== Exercise aim ==
Edit the part of the rows that opens with the line containing "Q: Point out the shadow" and closes with the line containing "x=322 y=406". Change every "wood floor plank" to "floorboard", leave all else as it is, and return only those lines.

:: Data extract

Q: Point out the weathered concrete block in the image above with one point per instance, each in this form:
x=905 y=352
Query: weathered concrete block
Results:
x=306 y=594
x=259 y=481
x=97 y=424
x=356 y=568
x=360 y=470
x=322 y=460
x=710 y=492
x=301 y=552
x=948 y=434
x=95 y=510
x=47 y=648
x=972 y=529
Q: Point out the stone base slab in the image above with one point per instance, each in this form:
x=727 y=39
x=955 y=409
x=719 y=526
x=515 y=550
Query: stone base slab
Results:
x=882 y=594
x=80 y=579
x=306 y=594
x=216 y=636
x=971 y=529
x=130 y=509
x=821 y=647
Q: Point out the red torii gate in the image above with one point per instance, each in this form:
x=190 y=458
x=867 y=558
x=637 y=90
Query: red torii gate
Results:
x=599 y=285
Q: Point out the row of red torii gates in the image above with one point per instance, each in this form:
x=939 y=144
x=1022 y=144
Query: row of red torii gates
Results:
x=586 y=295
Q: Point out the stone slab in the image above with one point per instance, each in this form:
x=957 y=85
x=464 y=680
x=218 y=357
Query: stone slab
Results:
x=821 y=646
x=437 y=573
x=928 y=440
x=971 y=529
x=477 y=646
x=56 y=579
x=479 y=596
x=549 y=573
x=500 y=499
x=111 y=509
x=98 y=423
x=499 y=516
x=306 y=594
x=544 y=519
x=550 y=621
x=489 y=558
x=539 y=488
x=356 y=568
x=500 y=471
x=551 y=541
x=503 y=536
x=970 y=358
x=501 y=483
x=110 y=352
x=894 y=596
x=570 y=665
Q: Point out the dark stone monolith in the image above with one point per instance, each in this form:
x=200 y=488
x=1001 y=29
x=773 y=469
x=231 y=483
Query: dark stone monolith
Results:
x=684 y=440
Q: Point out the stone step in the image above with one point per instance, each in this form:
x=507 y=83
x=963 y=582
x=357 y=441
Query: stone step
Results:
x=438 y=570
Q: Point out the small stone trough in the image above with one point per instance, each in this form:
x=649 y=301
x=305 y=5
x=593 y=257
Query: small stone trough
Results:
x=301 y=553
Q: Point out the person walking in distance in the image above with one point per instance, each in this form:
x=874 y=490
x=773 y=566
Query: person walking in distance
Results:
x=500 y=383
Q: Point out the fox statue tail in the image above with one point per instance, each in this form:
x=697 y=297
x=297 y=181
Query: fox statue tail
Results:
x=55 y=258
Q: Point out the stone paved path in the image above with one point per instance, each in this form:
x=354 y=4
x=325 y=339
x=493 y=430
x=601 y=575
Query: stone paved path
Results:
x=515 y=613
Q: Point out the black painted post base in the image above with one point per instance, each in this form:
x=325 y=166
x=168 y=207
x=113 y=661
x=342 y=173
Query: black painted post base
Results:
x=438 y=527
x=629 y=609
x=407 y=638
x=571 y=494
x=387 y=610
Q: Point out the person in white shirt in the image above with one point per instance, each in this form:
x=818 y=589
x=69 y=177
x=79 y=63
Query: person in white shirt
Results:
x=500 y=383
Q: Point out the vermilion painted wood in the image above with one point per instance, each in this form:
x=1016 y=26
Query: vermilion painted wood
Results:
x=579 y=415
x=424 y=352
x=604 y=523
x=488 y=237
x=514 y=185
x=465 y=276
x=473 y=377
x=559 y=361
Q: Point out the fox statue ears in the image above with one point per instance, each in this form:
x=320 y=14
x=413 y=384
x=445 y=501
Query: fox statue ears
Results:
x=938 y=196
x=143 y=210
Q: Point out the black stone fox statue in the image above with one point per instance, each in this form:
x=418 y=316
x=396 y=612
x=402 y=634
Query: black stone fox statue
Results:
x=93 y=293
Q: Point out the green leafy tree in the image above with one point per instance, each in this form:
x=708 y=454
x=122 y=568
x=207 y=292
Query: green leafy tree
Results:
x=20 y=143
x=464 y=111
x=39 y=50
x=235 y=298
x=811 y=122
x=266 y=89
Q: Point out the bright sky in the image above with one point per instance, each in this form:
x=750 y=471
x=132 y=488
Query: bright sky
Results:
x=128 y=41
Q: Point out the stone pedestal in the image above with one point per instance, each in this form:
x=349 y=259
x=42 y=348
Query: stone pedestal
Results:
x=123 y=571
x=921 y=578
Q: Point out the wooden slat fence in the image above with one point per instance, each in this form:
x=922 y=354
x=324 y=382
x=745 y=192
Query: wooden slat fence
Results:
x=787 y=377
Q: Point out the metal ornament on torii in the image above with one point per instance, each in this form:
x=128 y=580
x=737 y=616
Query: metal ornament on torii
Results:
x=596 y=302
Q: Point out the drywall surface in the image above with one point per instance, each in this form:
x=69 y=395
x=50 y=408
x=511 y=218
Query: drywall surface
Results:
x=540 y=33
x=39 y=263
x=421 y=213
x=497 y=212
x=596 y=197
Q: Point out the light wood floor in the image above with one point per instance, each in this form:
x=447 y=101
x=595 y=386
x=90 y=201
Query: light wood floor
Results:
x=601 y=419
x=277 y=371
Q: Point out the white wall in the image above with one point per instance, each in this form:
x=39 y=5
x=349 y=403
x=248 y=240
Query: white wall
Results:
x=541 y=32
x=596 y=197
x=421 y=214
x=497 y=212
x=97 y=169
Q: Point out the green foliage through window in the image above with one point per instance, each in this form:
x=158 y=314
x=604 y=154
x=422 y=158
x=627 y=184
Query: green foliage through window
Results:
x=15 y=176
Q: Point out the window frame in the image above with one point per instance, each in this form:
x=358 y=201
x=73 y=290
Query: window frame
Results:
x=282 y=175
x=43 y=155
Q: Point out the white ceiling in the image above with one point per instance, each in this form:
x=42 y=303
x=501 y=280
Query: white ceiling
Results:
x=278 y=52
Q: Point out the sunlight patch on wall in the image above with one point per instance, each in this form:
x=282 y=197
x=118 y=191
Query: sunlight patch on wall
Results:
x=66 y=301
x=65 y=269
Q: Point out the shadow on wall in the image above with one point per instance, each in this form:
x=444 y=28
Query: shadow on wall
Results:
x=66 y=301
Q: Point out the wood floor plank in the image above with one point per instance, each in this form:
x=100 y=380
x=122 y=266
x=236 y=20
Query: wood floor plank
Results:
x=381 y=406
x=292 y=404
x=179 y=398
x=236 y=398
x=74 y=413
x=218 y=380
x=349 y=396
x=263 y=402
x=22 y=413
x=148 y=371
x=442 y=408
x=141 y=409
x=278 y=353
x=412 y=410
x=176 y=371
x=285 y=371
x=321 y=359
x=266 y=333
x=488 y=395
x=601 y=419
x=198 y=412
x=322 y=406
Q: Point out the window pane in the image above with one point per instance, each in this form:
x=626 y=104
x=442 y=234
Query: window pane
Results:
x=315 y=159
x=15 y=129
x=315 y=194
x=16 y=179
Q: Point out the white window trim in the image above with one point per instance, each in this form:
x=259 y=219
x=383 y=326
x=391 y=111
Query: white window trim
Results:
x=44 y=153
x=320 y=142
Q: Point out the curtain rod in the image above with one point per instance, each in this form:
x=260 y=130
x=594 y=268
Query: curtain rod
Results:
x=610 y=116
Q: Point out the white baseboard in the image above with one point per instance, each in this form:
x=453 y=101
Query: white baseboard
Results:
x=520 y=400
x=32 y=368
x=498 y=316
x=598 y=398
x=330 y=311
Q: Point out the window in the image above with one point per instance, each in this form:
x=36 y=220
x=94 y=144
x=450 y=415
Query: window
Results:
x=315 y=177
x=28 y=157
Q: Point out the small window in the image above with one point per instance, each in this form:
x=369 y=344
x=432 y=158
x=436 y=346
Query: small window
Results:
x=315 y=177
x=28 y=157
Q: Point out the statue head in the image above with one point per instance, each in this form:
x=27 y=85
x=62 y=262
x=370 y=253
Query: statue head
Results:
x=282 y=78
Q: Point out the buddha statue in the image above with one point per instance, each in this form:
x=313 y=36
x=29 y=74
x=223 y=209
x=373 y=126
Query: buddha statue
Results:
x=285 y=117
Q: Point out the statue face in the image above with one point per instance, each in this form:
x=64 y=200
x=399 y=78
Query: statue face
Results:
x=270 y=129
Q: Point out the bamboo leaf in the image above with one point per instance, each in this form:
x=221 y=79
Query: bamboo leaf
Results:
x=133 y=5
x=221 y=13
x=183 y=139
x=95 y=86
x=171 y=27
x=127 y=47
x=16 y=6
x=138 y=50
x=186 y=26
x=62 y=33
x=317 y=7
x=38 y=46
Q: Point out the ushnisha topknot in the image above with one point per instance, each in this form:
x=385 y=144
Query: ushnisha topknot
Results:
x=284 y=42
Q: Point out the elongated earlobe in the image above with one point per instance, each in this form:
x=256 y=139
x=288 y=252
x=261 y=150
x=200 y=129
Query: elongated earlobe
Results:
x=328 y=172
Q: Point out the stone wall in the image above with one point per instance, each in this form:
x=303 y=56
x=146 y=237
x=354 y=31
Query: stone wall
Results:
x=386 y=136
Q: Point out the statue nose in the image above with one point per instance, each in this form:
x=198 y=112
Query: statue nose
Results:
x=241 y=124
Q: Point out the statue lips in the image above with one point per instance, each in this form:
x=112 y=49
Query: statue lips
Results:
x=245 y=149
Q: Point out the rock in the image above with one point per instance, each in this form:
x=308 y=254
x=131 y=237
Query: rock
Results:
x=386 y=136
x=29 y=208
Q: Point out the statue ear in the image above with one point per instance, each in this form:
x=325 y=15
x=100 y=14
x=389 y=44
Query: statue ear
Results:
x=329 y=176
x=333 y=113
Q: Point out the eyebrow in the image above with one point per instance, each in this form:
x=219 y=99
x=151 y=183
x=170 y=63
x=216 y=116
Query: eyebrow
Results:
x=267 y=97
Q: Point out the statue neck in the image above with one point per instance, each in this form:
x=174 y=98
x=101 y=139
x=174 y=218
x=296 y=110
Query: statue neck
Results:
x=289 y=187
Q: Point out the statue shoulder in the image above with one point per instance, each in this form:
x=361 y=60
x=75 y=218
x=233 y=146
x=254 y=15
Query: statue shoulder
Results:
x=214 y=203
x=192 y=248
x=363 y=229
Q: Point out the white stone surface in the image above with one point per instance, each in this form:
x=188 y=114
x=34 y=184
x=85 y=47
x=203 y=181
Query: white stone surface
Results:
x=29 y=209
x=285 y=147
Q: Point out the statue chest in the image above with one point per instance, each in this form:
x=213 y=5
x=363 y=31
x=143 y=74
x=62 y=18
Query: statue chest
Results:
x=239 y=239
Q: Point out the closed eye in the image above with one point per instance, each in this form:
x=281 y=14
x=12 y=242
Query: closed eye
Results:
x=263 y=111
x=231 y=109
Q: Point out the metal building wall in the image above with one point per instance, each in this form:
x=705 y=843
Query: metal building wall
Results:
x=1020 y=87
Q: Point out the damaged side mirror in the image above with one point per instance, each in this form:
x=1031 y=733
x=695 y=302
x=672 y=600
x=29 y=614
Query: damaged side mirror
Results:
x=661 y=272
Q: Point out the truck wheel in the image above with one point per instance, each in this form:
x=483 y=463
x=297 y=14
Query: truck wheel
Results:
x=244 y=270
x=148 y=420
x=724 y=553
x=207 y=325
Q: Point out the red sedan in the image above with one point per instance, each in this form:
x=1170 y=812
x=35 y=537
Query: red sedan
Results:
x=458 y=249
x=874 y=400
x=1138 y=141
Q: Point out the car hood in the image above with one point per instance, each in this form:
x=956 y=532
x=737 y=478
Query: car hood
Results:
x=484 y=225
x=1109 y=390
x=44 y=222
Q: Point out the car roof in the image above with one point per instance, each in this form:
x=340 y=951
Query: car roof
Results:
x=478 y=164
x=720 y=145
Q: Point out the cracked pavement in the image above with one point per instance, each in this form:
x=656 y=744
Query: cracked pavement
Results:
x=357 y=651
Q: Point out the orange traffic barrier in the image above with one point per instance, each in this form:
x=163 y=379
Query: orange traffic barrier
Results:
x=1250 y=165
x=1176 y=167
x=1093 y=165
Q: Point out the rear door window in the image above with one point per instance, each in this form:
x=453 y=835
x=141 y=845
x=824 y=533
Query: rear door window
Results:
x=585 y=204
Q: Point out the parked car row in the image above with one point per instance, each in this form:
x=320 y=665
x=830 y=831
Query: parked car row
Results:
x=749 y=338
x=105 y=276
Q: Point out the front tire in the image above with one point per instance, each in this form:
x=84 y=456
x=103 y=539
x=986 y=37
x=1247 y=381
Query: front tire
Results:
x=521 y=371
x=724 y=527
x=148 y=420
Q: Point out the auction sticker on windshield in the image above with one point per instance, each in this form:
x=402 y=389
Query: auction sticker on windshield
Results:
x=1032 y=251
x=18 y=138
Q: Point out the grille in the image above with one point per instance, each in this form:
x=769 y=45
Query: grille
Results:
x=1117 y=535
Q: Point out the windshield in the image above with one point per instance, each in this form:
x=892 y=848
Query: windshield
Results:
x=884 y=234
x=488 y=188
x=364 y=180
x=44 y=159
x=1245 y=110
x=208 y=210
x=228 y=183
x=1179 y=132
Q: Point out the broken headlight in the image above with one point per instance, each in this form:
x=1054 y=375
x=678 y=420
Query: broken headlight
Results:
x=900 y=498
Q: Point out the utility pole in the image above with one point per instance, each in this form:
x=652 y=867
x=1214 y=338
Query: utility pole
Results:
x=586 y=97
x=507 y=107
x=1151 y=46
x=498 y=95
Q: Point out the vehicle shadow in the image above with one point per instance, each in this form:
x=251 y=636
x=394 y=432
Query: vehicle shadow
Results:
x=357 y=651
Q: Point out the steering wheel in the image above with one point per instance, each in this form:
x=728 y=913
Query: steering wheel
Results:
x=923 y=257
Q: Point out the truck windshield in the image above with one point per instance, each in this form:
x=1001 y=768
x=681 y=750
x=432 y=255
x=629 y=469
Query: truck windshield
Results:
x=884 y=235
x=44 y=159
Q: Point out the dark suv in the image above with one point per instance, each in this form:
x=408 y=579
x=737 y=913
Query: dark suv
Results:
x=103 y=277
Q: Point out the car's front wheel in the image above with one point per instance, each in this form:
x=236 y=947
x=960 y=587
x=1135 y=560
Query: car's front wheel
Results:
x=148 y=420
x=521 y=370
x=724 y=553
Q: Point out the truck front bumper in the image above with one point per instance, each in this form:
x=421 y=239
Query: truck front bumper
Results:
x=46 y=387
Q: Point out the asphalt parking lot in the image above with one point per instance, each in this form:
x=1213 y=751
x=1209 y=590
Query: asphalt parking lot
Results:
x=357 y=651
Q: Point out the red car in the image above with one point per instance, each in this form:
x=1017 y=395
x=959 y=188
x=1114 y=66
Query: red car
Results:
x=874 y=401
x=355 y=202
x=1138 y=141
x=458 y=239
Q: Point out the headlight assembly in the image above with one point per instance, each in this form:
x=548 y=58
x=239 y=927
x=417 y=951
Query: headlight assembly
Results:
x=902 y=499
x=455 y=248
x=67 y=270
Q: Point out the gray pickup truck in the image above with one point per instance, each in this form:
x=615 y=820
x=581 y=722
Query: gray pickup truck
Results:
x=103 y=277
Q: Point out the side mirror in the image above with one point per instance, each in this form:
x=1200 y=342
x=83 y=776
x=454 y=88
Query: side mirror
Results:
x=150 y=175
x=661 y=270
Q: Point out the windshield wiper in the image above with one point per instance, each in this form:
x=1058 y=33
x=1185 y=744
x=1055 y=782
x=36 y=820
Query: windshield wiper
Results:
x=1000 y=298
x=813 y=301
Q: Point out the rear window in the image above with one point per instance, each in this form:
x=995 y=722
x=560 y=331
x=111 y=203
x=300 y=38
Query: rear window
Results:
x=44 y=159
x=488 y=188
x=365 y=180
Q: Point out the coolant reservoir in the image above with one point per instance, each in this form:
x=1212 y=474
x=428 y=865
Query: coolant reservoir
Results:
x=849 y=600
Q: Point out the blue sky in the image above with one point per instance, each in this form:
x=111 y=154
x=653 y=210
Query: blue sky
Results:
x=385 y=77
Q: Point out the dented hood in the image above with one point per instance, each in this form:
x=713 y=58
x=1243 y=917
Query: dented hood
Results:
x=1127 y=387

::::

== Expected output ==
Q: Point out the shadow on wall in the image above with one point per instance, each in this form:
x=444 y=28
Query: shadow on wall
Results:
x=66 y=301
Q: Point out the floorboard in the image above with one point per instance, each in this form:
x=100 y=380
x=122 y=266
x=236 y=20
Query: floorboard
Results:
x=381 y=406
x=292 y=404
x=179 y=398
x=236 y=398
x=74 y=413
x=218 y=380
x=349 y=396
x=263 y=402
x=22 y=413
x=148 y=371
x=442 y=408
x=141 y=409
x=278 y=353
x=412 y=410
x=176 y=371
x=285 y=371
x=321 y=359
x=266 y=333
x=488 y=395
x=601 y=419
x=198 y=412
x=322 y=406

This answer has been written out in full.